• _DESCRIPTION OF THE TASK_
Write out all the records again, changing "Pin every instance" to "Mark each occurrence" everywhere and keeping everything else the same. Leave the pictures out of your answer.

• _LISTED ENTRIES_
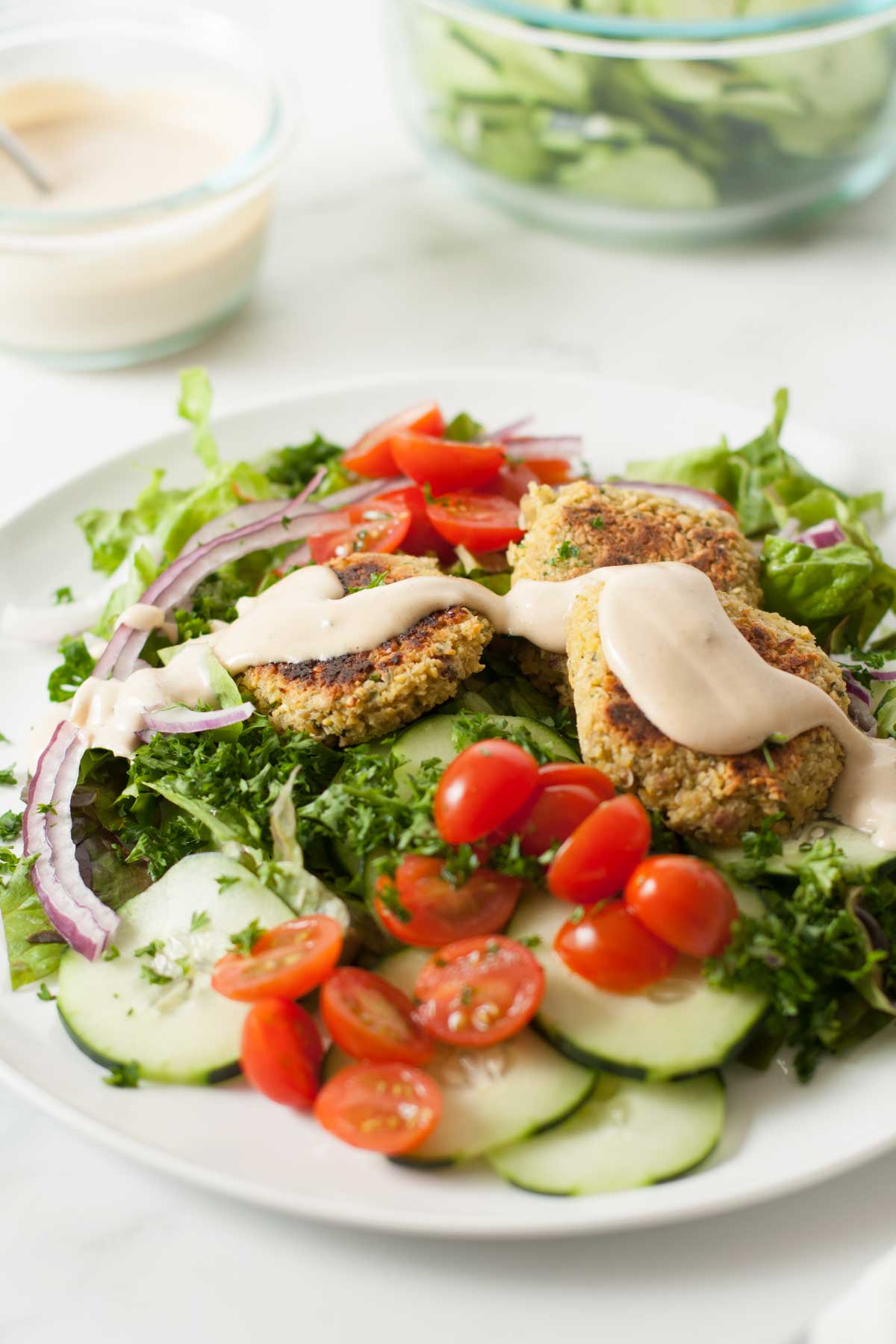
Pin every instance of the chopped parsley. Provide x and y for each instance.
(375, 581)
(10, 826)
(152, 949)
(462, 429)
(153, 976)
(75, 667)
(566, 551)
(247, 937)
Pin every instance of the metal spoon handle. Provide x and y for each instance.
(13, 146)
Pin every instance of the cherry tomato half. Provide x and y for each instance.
(602, 853)
(282, 1051)
(556, 812)
(583, 776)
(440, 912)
(378, 524)
(615, 951)
(445, 465)
(479, 522)
(564, 796)
(421, 537)
(482, 786)
(371, 1019)
(682, 900)
(373, 455)
(383, 1108)
(479, 991)
(287, 962)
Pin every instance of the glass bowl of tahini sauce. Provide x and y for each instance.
(161, 134)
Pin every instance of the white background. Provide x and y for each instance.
(375, 267)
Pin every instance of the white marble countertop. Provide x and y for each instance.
(376, 267)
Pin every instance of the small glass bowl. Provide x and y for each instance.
(682, 120)
(111, 287)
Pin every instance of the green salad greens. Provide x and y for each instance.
(650, 134)
(326, 828)
(809, 953)
(840, 591)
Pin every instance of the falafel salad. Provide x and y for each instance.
(472, 806)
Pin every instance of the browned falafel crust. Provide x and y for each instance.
(707, 797)
(359, 697)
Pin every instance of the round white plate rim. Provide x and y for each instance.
(579, 1216)
(382, 1221)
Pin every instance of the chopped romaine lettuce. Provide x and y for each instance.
(841, 591)
(23, 922)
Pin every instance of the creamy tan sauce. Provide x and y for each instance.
(102, 151)
(111, 714)
(92, 282)
(662, 631)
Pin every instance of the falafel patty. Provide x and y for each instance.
(359, 697)
(711, 799)
(582, 527)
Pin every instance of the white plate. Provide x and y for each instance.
(780, 1136)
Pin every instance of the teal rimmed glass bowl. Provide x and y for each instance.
(682, 120)
(105, 284)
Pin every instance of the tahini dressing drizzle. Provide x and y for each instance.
(662, 631)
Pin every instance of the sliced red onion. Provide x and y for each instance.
(860, 710)
(178, 718)
(243, 514)
(856, 688)
(293, 520)
(69, 903)
(687, 495)
(558, 445)
(500, 436)
(822, 535)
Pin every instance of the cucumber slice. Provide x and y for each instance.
(531, 73)
(179, 1031)
(491, 1097)
(680, 1026)
(433, 738)
(835, 78)
(856, 846)
(716, 87)
(626, 1135)
(648, 176)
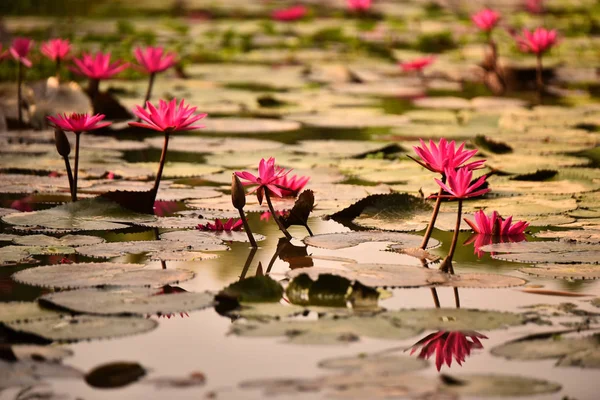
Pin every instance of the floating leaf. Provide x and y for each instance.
(126, 301)
(83, 275)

• _REPLY_
Mark each occurrence of the chopped parsley. Provide x and y for each instance.
(375, 581)
(10, 826)
(152, 949)
(462, 429)
(153, 976)
(75, 667)
(566, 551)
(247, 937)
Mark each occurrence of the metal spoon handle. Provide x and y for each instance.
(13, 146)
Mark each occurrence of the cherry tomato half. Provide x and y for each instance.
(602, 853)
(282, 1051)
(556, 812)
(583, 776)
(440, 912)
(378, 524)
(615, 951)
(445, 465)
(479, 522)
(564, 796)
(421, 537)
(482, 786)
(371, 1019)
(682, 900)
(373, 455)
(383, 1108)
(479, 991)
(287, 962)
Mark each occurrence of the glass bowl of tahini sauce. Provide x and y for each instance.
(161, 134)
Mark each occurrence of the white background. Provide x and y for each instance.
(375, 267)
Mark each occurrence of the white marble countertop. Provide x and y for each instance.
(376, 267)
Mark each occurrence of the small glass bowl. Provide x and y for each instance.
(682, 120)
(111, 287)
Mark each occurrence of the green salad greens. Provide x and y for each instance.
(650, 134)
(326, 828)
(809, 953)
(840, 591)
Mark each occurrence of the falafel salad. Provide x and y for each instance.
(472, 806)
Mark each occurrence of the browned falafel crust. Provide x and y for each instance.
(707, 797)
(359, 697)
Mark each occurrence of the round white plate rim. Provide x and y for each instance.
(579, 1216)
(382, 1221)
Mark each occurrence of the chopped romaine lettuce. Provide x and y for each instance.
(841, 591)
(23, 922)
Mark each occurrence of the creamy tan sauce. Provide x and y for each instance.
(102, 151)
(111, 714)
(92, 282)
(662, 631)
Mark each occurrence of the falafel patty. Provide x and y for each instance.
(359, 697)
(711, 799)
(582, 527)
Mark each occurrence of the white plate. Provide x and y for each instance.
(780, 1136)
Mark each occurrence of the teal rimmed glass bowl. Provide x and y for each instance.
(682, 120)
(105, 284)
Mark each occurrence of the tahini dressing drizzle. Provide x and y for each instance.
(662, 631)
Mark each occurrence of the sliced red onion. Provide x and y for each instance.
(860, 710)
(178, 718)
(243, 514)
(856, 688)
(293, 520)
(69, 903)
(687, 495)
(558, 445)
(500, 436)
(822, 535)
Mark each occurrence of the cucumber slice. Provide x and y for each instance.
(531, 73)
(179, 1031)
(491, 1097)
(680, 1026)
(433, 738)
(835, 78)
(856, 846)
(716, 87)
(626, 1135)
(648, 176)
Mark each occurrence of the floating leaf. Provide x and y for each instance.
(126, 301)
(83, 275)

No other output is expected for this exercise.